### PROBLEM TO SOLVE
Reproduce the listing below in full and without alteration, apart from its pictures.

[[ INPUT DATA open ]]

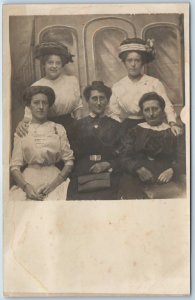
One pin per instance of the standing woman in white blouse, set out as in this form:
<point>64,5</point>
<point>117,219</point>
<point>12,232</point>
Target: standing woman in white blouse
<point>126,93</point>
<point>68,104</point>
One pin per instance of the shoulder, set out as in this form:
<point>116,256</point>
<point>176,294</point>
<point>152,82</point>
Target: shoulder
<point>58,128</point>
<point>148,78</point>
<point>162,127</point>
<point>111,121</point>
<point>82,121</point>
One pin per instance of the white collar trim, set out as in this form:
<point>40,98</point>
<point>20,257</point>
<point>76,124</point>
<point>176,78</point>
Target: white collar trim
<point>161,127</point>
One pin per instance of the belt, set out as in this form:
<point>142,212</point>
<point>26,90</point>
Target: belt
<point>135,117</point>
<point>95,157</point>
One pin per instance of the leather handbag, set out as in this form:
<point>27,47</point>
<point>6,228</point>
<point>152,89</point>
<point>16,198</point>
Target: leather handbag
<point>94,182</point>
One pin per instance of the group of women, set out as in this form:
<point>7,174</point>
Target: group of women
<point>127,142</point>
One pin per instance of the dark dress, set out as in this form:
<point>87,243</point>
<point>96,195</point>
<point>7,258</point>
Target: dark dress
<point>145,147</point>
<point>94,136</point>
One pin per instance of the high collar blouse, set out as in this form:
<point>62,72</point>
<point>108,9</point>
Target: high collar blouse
<point>67,93</point>
<point>126,94</point>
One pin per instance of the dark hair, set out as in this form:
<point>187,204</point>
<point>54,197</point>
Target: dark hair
<point>97,86</point>
<point>34,90</point>
<point>152,96</point>
<point>145,55</point>
<point>123,55</point>
<point>44,58</point>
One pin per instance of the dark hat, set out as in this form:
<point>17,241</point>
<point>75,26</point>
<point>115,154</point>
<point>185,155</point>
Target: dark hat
<point>152,96</point>
<point>97,86</point>
<point>36,89</point>
<point>52,48</point>
<point>145,48</point>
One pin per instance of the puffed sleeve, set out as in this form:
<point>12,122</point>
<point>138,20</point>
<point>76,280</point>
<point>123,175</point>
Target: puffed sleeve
<point>77,94</point>
<point>114,109</point>
<point>17,160</point>
<point>27,114</point>
<point>130,161</point>
<point>169,110</point>
<point>66,152</point>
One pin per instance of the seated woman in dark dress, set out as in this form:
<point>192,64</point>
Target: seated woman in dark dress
<point>96,139</point>
<point>148,152</point>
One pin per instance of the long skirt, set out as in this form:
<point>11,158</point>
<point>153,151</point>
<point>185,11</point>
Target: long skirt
<point>38,175</point>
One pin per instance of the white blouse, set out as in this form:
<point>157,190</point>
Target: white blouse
<point>67,93</point>
<point>45,144</point>
<point>124,102</point>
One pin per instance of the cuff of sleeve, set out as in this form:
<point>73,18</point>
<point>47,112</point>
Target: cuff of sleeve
<point>171,119</point>
<point>14,168</point>
<point>69,163</point>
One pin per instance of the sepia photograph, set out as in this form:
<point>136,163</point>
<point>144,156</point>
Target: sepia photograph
<point>96,149</point>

[[ INPUT DATA closed ]]

### SOLUTION TO THIS TASK
One pin per instance of the standing woman in white blouse, set out as in this form:
<point>64,5</point>
<point>117,219</point>
<point>12,232</point>
Target: standing woman in white blouse
<point>126,93</point>
<point>68,104</point>
One pin per instance of the shoulder, set out as in this form:
<point>116,256</point>
<point>176,294</point>
<point>152,82</point>
Target: shoulder
<point>58,128</point>
<point>148,78</point>
<point>162,127</point>
<point>111,121</point>
<point>82,121</point>
One pin per instance of the white collar trim, set out as in this form:
<point>40,98</point>
<point>20,257</point>
<point>76,124</point>
<point>176,78</point>
Target: white collar trim
<point>161,127</point>
One pin per instance of the belt, set out as in this form:
<point>142,212</point>
<point>26,90</point>
Target: belt
<point>135,117</point>
<point>95,157</point>
One pin per instance of the leather handbag, set out as in this form:
<point>27,47</point>
<point>6,228</point>
<point>152,89</point>
<point>16,198</point>
Target: leather handbag
<point>94,182</point>
One pin per instance of the group of women, set out as in this form:
<point>7,174</point>
Target: group of women
<point>127,142</point>
One pin per instance of the dark dress, set out as in this form:
<point>87,243</point>
<point>96,195</point>
<point>7,258</point>
Target: dark dress
<point>145,147</point>
<point>94,136</point>
One pin per instance of the high collar blouse, set out as in this form:
<point>62,72</point>
<point>108,9</point>
Target: high collar blouse
<point>67,93</point>
<point>126,94</point>
One pin per instance of the dark hair, set out as in this form:
<point>187,204</point>
<point>54,197</point>
Target: dark hair
<point>97,86</point>
<point>34,90</point>
<point>152,96</point>
<point>145,55</point>
<point>123,55</point>
<point>44,58</point>
One pin per instance of the dark hat, set out as in this form:
<point>17,241</point>
<point>75,26</point>
<point>115,154</point>
<point>185,155</point>
Target: dark hat
<point>152,96</point>
<point>97,86</point>
<point>36,89</point>
<point>52,48</point>
<point>145,48</point>
One pin per instance of the puffed sleeve, set out as in this form:
<point>12,122</point>
<point>138,20</point>
<point>76,280</point>
<point>123,175</point>
Target: puffed sleeve
<point>77,94</point>
<point>114,109</point>
<point>17,160</point>
<point>27,114</point>
<point>130,161</point>
<point>169,110</point>
<point>66,152</point>
One pin per instance of the seated woman in dark dress, set out as in this form:
<point>192,64</point>
Target: seated woman in dark dress
<point>96,139</point>
<point>148,152</point>
One pin per instance of the long skirt, set out as in this form:
<point>11,158</point>
<point>153,151</point>
<point>185,11</point>
Target: long skirt
<point>38,175</point>
One pin per instance of the white blouse, set out as in this form:
<point>157,190</point>
Target: white blouse
<point>67,93</point>
<point>45,144</point>
<point>124,102</point>
One pin per instance of the cuff of sleeve, set out as in this form:
<point>73,18</point>
<point>47,112</point>
Target: cuff of sleeve
<point>171,119</point>
<point>14,168</point>
<point>69,163</point>
One pin per instance of the sepia photograph, set out as in this form:
<point>136,163</point>
<point>144,156</point>
Target: sepia photograph
<point>96,149</point>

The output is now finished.